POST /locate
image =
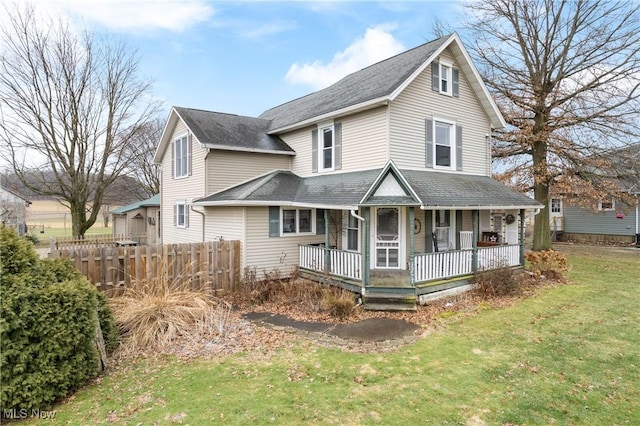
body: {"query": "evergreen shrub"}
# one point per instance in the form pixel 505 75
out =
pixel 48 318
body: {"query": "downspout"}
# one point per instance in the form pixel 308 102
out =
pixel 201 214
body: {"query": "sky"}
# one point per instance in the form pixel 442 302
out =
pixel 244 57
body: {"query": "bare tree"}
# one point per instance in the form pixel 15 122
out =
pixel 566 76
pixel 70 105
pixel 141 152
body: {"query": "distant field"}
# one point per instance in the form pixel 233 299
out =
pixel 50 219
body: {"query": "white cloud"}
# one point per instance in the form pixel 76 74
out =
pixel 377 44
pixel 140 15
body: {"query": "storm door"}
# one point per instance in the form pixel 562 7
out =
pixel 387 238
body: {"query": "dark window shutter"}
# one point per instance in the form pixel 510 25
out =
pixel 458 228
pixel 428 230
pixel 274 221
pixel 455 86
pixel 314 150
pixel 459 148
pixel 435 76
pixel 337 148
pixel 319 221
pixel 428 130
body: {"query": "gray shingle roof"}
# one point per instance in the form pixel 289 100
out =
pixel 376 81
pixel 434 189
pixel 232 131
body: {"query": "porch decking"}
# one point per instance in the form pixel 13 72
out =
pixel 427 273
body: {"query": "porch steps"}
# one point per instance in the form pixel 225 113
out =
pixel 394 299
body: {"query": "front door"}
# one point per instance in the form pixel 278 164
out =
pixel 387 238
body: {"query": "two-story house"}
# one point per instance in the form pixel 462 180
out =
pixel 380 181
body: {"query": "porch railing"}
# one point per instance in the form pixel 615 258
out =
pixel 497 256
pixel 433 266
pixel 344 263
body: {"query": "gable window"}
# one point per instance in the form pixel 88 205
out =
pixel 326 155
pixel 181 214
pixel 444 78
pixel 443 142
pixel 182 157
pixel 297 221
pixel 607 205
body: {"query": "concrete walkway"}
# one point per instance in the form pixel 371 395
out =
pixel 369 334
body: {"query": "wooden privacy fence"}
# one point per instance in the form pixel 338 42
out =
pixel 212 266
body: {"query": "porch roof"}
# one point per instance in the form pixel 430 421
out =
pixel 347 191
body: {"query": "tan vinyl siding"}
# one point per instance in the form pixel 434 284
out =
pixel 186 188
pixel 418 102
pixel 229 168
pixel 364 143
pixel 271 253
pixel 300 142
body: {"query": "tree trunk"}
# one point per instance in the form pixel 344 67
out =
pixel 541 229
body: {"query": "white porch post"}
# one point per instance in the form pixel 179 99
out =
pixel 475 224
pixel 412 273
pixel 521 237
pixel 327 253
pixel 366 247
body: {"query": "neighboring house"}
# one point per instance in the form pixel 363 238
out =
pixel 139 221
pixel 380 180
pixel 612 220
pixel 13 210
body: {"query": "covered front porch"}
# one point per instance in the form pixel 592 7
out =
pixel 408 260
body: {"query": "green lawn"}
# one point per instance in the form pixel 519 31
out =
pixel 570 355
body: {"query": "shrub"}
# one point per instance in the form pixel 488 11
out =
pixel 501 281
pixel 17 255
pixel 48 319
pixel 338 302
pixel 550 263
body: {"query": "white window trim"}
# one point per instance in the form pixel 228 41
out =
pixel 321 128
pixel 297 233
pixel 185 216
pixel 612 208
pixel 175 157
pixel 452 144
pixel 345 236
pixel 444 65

○ ○ ○ ○ ○ ○ ○

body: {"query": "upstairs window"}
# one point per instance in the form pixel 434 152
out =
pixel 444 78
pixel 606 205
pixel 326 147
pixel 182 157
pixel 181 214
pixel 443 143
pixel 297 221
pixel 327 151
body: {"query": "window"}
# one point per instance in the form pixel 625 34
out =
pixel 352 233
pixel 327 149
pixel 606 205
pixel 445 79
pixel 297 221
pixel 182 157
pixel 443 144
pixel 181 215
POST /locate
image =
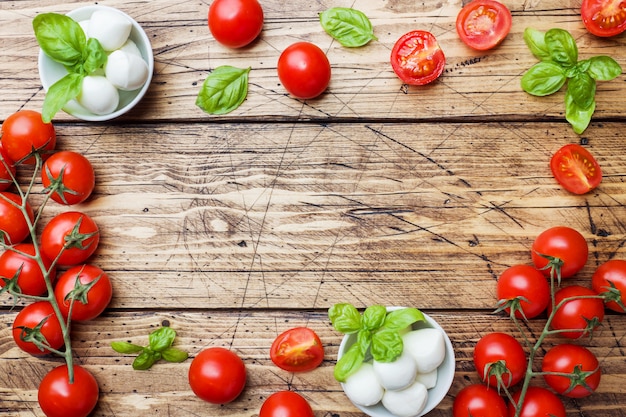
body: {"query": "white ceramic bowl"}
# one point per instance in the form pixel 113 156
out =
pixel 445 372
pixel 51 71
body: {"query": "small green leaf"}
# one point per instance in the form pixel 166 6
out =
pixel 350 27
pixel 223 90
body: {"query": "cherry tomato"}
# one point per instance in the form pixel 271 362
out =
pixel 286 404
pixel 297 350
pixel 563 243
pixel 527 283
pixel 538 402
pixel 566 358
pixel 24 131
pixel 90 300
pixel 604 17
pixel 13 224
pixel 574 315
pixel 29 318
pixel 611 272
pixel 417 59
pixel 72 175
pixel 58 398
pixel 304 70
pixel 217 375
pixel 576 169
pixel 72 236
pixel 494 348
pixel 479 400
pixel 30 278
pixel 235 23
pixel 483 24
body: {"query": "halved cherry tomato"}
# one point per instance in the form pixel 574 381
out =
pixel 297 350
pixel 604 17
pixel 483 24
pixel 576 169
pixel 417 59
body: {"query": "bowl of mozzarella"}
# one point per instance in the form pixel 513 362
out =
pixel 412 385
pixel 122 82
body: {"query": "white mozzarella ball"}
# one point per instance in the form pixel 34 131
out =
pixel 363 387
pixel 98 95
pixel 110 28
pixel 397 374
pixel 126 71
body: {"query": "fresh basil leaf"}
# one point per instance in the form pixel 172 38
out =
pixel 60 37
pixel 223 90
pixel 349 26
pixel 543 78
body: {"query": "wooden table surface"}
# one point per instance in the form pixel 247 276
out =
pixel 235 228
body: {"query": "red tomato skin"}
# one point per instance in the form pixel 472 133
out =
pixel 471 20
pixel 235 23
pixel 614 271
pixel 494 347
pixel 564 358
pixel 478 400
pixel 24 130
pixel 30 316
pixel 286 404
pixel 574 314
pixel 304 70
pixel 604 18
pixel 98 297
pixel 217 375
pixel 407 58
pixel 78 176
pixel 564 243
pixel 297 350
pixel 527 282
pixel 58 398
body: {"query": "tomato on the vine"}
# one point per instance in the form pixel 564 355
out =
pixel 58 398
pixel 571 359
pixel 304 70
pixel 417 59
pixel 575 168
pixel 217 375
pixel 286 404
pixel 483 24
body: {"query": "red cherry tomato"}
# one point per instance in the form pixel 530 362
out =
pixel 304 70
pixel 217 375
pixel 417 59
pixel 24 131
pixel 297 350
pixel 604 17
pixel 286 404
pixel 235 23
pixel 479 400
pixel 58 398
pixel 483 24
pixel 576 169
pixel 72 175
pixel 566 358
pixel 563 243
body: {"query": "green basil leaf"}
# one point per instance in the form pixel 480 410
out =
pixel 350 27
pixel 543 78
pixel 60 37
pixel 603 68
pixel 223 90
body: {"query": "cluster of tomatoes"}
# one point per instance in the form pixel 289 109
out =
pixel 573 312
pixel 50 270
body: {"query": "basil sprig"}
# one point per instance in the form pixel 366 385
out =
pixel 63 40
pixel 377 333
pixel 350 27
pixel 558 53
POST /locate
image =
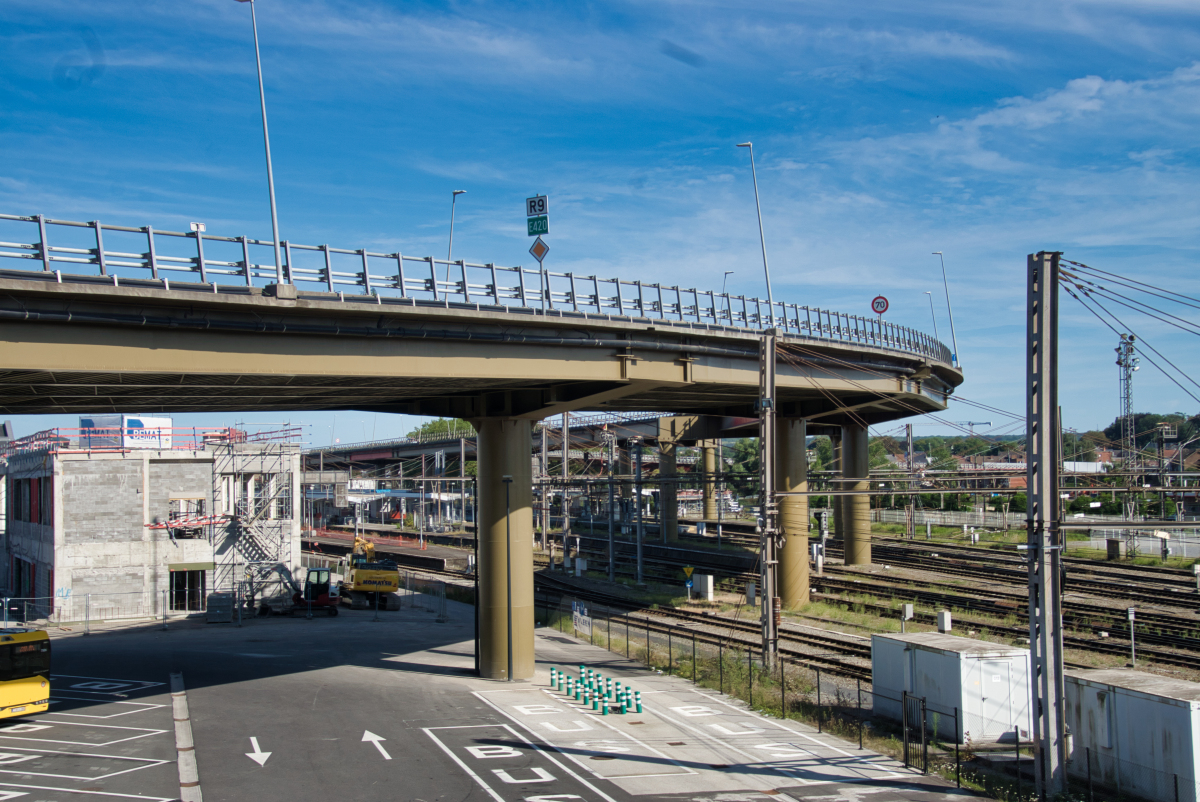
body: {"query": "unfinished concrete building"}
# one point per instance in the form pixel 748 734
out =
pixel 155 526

○ ○ ○ ○ ○ ○ ○

How many lines of the items contain the word "concrete", with case counted? Give only the number.

2